### Exercise brief
Rewrite the data from the line containing "the sand in" through the end of the data, putting "exercise" in place of "lesson" and keeping everything else the same. Give only those lines.

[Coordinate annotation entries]
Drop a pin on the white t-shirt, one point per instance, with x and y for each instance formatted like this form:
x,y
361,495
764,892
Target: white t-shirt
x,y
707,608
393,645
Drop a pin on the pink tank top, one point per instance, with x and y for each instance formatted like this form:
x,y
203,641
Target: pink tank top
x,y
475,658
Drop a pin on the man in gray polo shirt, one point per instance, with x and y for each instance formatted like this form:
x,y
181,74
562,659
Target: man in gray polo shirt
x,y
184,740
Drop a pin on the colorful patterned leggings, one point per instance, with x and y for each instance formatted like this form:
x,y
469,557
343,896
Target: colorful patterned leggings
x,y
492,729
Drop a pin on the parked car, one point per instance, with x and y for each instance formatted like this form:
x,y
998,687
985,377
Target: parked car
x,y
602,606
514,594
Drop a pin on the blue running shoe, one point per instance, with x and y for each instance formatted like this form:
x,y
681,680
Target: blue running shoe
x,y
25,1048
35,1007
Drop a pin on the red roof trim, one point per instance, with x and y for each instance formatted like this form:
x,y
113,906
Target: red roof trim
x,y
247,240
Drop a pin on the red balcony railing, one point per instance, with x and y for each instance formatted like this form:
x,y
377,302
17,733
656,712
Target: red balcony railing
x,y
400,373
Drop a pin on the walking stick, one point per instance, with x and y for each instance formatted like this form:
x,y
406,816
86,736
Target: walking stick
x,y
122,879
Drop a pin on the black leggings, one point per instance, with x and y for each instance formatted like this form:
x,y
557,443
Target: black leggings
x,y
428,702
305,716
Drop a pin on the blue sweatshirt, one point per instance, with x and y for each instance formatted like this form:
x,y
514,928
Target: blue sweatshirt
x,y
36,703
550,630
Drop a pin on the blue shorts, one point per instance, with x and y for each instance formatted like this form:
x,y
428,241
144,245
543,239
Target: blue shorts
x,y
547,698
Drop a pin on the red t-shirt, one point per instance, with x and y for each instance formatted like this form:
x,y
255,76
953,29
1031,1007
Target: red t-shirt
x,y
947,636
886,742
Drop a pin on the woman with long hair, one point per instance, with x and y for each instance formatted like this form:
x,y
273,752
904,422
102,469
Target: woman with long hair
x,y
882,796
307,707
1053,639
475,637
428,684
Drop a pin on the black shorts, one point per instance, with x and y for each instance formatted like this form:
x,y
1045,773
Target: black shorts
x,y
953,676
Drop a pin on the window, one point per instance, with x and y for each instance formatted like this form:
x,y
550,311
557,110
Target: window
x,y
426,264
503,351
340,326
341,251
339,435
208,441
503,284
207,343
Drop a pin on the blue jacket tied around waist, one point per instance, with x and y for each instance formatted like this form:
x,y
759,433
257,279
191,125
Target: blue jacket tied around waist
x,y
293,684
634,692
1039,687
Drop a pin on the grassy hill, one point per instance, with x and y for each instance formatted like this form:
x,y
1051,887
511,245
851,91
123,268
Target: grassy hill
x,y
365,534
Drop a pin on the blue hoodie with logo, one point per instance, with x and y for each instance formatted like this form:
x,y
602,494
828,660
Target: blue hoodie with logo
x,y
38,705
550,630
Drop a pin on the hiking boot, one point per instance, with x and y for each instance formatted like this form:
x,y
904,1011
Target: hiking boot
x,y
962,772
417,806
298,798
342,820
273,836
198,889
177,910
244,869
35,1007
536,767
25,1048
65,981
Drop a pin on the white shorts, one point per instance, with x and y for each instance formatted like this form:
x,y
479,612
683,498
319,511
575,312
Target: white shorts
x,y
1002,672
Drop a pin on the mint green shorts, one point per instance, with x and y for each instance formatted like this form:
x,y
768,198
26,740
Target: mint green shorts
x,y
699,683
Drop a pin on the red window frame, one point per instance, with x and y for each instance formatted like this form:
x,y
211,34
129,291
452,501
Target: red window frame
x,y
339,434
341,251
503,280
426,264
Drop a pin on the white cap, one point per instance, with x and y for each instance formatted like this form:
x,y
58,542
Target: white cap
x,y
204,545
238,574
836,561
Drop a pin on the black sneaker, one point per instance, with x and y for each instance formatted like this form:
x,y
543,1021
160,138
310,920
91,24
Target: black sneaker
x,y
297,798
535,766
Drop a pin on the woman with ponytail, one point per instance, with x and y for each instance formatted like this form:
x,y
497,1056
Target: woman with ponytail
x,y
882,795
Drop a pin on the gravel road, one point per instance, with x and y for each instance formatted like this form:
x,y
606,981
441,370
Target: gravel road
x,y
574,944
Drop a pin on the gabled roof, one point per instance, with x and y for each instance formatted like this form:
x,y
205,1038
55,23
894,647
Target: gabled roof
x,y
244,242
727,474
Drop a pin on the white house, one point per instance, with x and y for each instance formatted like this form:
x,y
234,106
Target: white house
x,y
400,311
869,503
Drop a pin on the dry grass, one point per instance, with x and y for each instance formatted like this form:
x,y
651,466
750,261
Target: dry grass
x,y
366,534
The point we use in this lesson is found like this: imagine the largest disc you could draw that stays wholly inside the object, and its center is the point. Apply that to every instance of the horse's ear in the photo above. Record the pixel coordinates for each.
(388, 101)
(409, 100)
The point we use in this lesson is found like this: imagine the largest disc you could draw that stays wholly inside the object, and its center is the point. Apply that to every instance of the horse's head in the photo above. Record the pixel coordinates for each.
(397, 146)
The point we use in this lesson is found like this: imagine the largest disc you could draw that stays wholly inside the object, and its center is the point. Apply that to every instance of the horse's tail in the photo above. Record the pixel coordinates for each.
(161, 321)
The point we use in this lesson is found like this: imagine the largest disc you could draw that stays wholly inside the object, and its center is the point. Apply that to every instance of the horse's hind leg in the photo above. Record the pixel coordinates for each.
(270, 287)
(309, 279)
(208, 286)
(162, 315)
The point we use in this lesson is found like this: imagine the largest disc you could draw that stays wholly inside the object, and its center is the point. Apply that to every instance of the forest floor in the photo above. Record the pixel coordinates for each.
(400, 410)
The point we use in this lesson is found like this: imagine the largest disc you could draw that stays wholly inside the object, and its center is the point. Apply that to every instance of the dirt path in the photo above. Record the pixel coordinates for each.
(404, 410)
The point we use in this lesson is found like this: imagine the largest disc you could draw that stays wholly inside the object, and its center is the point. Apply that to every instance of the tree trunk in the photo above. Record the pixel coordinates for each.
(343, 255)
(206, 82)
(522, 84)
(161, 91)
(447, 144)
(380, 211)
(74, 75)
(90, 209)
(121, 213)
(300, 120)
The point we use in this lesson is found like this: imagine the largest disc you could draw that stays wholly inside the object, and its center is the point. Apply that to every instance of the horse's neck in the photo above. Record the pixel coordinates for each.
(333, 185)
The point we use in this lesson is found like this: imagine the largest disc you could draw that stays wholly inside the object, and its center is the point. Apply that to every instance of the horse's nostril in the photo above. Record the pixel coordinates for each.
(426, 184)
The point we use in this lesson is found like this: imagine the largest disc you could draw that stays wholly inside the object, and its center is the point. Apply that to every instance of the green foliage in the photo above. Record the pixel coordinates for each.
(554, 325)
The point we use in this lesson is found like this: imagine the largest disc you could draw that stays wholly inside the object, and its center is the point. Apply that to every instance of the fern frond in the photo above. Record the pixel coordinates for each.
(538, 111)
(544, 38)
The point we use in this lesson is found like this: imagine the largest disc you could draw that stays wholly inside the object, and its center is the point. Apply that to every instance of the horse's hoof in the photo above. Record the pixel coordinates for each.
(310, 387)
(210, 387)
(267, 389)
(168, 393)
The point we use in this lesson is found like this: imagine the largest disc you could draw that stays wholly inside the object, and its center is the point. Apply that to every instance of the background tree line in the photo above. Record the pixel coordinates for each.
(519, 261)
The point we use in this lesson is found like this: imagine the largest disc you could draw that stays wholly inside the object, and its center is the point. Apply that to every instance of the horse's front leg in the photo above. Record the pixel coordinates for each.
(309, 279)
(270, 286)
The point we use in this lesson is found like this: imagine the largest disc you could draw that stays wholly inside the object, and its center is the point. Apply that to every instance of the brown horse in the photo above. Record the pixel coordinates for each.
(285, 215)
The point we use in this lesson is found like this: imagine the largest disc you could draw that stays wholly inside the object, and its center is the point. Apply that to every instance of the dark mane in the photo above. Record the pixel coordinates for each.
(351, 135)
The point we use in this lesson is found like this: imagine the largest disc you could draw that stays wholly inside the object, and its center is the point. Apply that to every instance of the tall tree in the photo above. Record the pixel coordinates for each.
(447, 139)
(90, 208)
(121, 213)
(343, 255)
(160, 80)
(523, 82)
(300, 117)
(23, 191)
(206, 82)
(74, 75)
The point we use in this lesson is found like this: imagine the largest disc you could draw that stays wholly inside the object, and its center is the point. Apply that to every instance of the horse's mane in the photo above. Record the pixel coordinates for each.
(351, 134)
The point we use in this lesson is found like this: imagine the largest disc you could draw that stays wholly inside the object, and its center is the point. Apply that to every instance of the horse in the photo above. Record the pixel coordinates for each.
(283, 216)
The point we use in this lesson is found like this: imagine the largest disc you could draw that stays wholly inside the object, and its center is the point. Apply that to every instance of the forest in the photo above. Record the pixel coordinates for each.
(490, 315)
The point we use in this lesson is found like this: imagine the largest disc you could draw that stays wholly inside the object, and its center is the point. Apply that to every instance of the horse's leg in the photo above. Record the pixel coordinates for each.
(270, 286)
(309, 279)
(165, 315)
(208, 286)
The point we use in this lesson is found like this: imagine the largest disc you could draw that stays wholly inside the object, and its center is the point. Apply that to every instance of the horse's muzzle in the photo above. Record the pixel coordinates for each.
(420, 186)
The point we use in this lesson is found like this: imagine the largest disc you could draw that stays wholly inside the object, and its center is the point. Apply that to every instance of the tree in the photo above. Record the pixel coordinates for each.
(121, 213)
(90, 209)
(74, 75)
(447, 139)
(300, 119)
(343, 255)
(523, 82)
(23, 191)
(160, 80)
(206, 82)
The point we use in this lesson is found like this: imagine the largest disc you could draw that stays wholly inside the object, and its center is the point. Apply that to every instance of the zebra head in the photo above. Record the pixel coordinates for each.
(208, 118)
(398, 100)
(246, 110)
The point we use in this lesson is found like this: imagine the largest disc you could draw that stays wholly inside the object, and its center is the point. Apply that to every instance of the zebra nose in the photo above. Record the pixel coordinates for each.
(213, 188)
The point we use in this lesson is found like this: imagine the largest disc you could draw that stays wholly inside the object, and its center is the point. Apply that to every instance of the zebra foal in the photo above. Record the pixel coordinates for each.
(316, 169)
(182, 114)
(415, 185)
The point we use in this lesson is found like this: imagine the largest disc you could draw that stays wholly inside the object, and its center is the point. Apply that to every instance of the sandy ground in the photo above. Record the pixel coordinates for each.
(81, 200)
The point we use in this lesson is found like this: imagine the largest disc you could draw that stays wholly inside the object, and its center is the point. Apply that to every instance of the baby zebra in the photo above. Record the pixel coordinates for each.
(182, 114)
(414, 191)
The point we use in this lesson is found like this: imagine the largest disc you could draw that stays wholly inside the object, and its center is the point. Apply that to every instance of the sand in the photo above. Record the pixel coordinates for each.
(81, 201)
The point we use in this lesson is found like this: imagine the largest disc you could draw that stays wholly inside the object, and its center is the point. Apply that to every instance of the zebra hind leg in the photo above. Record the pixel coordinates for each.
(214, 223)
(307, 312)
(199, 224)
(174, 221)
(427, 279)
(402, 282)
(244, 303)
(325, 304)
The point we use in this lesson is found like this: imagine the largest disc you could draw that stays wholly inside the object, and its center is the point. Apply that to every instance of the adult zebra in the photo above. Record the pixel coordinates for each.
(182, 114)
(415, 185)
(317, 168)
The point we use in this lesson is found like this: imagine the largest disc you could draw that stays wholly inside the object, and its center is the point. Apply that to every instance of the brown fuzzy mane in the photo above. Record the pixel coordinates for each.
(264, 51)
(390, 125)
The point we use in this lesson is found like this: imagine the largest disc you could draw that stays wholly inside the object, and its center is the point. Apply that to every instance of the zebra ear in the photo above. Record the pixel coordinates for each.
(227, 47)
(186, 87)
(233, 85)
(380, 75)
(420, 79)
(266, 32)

### Answer to the problem
The point we use in this exercise is found like this: imagine the largest disc you could draw that stays wholly inside the object, and its center is the point. Apply that to every instance of the sand in the photo above. Record the pixel coordinates for each.
(81, 201)
The point we use in this exercise is found like this: imagine the largest disc you could draw that stays wholly inside the object, and its center is the point. Apply that to every instance of the zebra hind leg in the photo above. Record the pixel coordinates for each.
(214, 223)
(307, 312)
(199, 224)
(174, 221)
(427, 279)
(402, 282)
(244, 303)
(325, 304)
The point we use in this exercise is found like this: imagine the largest disc you could draw that stays wholly inside the object, and its center is the point. Apply that to every instance of the adult zebra in the photo above. Record the pixel coordinates for each.
(182, 114)
(415, 185)
(317, 168)
The point we use in this exercise is found like this: imagine the largest disc you could draw that stays wholly inside the object, and its center is the point. Apply that to every instance of the brown fuzzy mane in the photo above. Record the pixel coordinates for each.
(264, 51)
(390, 125)
The point we use in this exercise is found like this: imagine the largest disc you could draw that stays wholly inside the object, and its center is the point. Apply that to every instance of the zebra ear in the photo above. Record the pixel coordinates for each.
(227, 47)
(186, 87)
(233, 85)
(380, 75)
(420, 79)
(266, 32)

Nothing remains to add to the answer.